INFORMATION PROVIDED ->
◆ ◆ ◆

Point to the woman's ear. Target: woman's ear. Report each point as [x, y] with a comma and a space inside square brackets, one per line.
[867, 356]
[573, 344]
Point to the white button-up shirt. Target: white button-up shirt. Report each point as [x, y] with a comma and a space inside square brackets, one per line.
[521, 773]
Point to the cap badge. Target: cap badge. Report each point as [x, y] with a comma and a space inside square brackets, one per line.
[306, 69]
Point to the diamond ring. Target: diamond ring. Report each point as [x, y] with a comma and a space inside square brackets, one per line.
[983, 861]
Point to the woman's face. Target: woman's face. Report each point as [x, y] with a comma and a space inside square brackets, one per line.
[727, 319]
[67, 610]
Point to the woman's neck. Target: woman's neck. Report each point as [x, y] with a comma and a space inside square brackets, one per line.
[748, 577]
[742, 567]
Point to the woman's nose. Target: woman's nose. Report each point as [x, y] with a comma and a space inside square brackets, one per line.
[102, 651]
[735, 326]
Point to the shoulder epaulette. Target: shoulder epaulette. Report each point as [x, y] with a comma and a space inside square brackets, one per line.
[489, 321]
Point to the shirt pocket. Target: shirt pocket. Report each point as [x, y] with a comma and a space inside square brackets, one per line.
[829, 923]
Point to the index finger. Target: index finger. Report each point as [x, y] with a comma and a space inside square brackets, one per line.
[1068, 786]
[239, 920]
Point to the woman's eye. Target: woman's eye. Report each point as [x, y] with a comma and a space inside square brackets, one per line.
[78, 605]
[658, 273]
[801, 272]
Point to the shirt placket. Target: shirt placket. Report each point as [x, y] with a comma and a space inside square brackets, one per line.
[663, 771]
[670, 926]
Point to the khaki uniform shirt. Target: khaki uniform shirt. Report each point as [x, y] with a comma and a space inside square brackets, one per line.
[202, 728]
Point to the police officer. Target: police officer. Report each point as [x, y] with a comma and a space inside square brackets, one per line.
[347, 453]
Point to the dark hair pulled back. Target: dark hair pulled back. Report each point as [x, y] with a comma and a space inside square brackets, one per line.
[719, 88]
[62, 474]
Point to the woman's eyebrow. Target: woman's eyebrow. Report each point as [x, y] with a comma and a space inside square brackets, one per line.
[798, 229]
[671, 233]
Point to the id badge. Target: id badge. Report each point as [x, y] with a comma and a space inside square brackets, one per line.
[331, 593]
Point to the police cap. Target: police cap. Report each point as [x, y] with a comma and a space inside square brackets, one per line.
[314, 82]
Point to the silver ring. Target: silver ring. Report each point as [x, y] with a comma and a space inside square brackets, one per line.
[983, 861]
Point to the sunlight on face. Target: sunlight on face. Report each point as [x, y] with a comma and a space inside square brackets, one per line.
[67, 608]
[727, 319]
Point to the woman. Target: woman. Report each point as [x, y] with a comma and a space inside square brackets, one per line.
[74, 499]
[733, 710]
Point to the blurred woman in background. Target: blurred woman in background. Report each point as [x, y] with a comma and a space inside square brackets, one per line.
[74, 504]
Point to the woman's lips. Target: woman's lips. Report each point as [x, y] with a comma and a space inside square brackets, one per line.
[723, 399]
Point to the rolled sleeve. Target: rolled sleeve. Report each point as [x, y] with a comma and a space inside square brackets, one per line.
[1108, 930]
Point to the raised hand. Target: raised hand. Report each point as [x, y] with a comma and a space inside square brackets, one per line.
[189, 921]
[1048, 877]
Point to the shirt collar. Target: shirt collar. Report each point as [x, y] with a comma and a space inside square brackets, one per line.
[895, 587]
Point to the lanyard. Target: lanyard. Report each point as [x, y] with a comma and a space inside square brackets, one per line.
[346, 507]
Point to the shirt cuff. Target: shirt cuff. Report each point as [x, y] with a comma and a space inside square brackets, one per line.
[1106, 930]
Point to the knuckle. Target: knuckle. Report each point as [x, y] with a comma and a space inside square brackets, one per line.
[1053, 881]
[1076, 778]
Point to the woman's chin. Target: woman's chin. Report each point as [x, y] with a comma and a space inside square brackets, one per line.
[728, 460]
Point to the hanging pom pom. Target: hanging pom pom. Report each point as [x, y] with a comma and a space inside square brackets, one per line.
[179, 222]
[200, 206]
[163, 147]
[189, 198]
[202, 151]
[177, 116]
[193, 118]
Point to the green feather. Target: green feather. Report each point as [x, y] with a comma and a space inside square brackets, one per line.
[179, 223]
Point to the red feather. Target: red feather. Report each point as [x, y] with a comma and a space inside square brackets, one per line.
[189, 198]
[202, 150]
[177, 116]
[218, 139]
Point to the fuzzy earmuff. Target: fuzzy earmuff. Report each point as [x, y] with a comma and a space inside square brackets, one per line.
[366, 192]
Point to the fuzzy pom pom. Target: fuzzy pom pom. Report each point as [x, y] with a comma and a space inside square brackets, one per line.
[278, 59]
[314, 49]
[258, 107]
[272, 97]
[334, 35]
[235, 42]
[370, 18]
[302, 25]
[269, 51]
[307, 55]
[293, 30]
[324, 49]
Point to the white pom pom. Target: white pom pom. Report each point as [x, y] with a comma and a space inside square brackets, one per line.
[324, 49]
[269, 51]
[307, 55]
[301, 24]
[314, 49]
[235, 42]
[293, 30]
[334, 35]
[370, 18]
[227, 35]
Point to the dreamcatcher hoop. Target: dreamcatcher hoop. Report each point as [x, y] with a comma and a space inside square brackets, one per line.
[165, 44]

◆ ◆ ◆

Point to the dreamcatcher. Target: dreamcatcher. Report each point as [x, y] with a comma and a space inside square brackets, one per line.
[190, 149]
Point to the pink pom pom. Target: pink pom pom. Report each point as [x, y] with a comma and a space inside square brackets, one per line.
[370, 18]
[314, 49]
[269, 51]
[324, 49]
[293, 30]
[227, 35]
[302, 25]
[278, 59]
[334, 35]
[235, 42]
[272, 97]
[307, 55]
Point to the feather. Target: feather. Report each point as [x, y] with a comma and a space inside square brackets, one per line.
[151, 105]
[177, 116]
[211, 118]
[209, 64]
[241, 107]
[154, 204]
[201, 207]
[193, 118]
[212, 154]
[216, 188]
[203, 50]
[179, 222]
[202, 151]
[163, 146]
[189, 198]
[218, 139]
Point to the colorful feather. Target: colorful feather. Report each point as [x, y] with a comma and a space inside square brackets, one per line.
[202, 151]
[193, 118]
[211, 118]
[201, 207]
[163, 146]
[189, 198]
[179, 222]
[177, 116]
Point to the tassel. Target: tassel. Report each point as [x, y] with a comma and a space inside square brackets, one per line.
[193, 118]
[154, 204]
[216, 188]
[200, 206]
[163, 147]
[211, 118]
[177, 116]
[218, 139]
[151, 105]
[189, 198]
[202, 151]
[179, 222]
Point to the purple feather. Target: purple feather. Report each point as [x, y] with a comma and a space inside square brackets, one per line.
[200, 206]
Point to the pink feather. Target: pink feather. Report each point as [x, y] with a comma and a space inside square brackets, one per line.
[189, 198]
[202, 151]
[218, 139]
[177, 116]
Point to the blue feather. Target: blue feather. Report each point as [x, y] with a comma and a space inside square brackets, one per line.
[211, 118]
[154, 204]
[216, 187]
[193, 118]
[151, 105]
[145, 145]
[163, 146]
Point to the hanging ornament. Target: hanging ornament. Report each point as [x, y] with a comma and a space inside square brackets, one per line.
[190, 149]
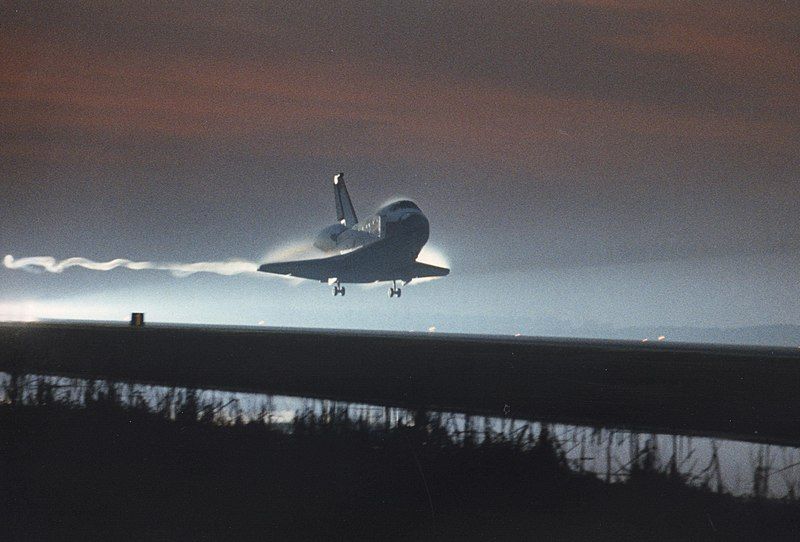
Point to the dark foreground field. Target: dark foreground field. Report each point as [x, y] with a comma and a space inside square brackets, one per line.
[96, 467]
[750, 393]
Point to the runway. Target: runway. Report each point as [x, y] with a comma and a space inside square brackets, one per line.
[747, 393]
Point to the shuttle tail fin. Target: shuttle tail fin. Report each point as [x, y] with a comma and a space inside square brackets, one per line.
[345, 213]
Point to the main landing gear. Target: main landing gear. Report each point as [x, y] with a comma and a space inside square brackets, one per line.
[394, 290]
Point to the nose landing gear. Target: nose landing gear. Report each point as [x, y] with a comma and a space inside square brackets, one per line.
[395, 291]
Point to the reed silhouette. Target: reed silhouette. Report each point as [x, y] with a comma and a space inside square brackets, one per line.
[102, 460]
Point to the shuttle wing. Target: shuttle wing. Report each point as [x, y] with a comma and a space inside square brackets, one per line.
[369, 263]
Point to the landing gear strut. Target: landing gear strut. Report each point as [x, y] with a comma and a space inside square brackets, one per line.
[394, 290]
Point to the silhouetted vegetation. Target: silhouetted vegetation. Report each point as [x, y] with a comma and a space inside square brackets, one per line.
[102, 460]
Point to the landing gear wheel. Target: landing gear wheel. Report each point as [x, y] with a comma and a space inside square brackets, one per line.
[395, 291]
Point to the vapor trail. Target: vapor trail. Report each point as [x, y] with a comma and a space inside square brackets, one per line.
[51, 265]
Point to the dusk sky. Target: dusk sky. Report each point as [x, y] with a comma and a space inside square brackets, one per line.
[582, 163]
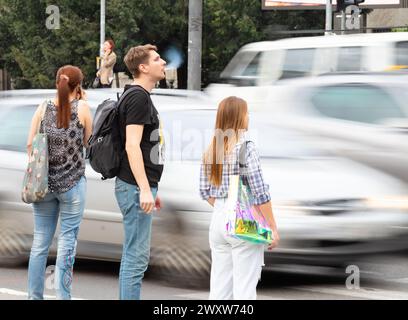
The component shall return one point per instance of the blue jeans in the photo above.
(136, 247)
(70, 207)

◆ ◆ ◆

WHAT NEEDS TO BE DONE -> Find each line in the listing above that contains the word "ring" and copy every one of those lines in full.

REPLY ->
Point to the diamond ring. Target: diamond ring. Report each point as [x, y] with a comma and a space inside square brackets, one per line.
Point to the silver ring. Target: silver ring. Report each point as [x, y] with a comma and a space inside square brackets, one per line.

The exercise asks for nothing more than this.